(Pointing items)
— start —
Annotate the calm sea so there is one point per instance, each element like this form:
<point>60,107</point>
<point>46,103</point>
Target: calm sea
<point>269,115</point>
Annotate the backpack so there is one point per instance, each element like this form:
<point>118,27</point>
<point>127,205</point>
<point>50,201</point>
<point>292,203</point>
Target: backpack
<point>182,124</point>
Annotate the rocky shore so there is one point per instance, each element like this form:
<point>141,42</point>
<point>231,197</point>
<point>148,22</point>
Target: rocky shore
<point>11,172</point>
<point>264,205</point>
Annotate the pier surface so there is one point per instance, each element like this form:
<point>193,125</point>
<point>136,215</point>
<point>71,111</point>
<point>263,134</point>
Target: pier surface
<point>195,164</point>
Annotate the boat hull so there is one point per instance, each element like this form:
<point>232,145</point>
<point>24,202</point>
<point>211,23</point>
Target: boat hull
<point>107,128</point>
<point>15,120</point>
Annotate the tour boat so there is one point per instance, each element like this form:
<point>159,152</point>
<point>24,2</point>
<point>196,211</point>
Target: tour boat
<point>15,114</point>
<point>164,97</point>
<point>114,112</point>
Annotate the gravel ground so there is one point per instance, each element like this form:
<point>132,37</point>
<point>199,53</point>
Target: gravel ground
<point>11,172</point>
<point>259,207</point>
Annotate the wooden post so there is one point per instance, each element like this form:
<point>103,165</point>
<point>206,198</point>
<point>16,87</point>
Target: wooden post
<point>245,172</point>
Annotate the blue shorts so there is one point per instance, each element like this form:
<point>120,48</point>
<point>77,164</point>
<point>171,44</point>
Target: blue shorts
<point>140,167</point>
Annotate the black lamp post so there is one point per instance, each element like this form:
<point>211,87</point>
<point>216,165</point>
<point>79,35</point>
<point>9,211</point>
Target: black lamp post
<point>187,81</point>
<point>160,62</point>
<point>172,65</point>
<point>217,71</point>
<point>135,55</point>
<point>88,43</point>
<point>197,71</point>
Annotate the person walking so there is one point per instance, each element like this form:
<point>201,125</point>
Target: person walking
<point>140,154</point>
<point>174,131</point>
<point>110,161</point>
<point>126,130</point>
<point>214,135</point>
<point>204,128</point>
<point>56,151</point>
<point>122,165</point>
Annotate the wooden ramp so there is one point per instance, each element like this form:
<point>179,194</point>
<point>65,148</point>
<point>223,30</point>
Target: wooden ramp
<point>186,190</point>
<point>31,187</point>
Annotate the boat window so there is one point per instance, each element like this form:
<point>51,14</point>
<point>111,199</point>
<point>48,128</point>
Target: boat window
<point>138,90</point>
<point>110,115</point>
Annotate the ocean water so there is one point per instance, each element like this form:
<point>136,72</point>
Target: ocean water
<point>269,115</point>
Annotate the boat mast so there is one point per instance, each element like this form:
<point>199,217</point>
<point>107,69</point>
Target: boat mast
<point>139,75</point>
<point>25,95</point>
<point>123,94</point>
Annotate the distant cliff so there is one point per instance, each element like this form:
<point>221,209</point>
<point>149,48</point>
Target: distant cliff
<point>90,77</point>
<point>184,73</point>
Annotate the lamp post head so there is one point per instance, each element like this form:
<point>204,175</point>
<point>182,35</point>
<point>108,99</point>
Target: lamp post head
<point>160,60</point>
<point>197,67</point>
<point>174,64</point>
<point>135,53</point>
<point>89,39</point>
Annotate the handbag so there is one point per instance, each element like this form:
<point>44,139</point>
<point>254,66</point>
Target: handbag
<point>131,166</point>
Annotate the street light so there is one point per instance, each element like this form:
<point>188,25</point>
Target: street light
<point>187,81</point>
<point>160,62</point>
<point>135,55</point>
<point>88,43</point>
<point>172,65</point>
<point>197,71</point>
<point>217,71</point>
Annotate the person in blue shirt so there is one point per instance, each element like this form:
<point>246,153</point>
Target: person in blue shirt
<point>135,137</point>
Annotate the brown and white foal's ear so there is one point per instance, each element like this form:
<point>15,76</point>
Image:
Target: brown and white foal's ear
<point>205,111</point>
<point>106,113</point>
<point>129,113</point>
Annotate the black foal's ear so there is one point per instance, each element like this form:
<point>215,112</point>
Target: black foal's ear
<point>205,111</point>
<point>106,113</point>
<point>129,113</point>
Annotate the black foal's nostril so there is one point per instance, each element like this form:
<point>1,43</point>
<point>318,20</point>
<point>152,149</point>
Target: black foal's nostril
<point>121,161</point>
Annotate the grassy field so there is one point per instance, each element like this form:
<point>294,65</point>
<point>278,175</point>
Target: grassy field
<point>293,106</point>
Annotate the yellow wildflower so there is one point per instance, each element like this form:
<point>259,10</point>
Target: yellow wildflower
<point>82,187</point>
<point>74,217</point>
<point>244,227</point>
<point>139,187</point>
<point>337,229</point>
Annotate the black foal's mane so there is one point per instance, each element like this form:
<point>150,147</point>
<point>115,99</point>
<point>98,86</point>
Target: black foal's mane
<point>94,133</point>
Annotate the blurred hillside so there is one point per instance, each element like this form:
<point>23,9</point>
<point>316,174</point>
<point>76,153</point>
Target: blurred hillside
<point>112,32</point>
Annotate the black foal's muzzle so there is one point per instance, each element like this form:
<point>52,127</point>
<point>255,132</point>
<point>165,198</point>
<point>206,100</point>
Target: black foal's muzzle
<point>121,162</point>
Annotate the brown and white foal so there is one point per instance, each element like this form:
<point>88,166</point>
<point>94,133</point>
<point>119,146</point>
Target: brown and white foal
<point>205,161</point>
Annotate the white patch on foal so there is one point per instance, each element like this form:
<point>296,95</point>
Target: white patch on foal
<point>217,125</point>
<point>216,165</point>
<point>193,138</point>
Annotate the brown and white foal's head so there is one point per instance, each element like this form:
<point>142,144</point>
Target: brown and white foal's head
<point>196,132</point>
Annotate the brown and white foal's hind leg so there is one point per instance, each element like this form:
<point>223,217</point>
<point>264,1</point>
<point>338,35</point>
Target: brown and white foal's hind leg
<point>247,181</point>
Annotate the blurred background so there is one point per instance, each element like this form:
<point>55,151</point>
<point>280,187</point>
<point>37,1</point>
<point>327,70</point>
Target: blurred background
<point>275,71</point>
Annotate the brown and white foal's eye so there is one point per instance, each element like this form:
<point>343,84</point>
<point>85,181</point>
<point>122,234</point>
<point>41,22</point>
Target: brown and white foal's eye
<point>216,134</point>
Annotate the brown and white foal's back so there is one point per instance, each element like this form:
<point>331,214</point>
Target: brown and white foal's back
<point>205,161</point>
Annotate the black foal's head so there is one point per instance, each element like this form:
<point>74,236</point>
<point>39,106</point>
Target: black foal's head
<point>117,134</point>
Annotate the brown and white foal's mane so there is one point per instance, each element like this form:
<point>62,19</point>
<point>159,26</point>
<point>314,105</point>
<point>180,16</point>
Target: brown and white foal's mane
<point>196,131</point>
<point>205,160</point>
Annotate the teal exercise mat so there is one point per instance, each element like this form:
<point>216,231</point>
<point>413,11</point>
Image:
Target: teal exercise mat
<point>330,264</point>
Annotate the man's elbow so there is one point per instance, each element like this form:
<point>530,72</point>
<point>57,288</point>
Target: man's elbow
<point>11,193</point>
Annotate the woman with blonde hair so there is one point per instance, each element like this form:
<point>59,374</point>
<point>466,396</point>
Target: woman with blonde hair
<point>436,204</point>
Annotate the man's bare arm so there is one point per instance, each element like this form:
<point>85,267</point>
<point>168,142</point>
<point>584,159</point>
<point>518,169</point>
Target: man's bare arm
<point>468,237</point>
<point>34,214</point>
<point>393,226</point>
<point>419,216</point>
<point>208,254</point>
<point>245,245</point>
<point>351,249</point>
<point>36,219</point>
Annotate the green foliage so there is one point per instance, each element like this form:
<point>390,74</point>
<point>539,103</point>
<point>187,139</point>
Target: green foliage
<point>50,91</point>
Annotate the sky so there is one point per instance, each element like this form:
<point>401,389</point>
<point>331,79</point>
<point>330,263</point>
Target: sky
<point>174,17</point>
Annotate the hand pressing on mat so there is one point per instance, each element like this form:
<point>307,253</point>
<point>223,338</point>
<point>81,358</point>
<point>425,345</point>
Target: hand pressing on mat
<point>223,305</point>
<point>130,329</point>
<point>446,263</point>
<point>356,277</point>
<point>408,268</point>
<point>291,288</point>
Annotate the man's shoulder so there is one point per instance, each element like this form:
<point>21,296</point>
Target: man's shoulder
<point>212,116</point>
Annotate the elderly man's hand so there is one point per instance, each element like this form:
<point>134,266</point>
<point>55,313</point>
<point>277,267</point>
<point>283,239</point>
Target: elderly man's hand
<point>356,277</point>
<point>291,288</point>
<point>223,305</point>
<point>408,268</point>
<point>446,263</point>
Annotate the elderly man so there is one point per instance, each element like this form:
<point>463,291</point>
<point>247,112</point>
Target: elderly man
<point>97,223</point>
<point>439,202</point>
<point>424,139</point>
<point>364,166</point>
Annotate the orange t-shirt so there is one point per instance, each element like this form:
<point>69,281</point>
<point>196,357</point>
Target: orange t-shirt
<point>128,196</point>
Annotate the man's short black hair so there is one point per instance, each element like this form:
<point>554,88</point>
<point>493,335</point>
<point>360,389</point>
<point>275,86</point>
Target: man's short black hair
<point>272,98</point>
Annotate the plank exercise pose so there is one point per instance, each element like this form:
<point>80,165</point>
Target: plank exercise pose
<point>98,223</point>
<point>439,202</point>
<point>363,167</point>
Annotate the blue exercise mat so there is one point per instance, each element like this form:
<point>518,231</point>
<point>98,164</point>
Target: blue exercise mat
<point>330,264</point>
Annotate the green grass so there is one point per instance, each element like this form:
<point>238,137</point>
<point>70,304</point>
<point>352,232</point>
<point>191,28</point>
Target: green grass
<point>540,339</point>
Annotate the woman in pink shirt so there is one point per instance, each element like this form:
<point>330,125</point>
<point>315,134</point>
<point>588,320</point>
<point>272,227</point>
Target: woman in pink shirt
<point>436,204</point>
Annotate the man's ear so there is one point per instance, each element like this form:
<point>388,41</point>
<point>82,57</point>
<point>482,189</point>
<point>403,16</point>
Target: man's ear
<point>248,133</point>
— end —
* [The exercise] Transcribe the items word for word, from their first line through the line that contains "<point>264,205</point>", including both of those lines.

* [Solution for this exercise]
Annotate the calm sea so there is one point per instance, each element like this form:
<point>60,107</point>
<point>46,103</point>
Target: calm sea
<point>269,115</point>
Annotate the backpack so there is one point per instance, each element like this form:
<point>118,27</point>
<point>127,205</point>
<point>50,201</point>
<point>292,203</point>
Target: backpack
<point>182,124</point>
Annotate the rocky shore so there is one point per instance, each element like this form:
<point>141,42</point>
<point>231,197</point>
<point>148,22</point>
Target: rocky shore
<point>11,172</point>
<point>264,205</point>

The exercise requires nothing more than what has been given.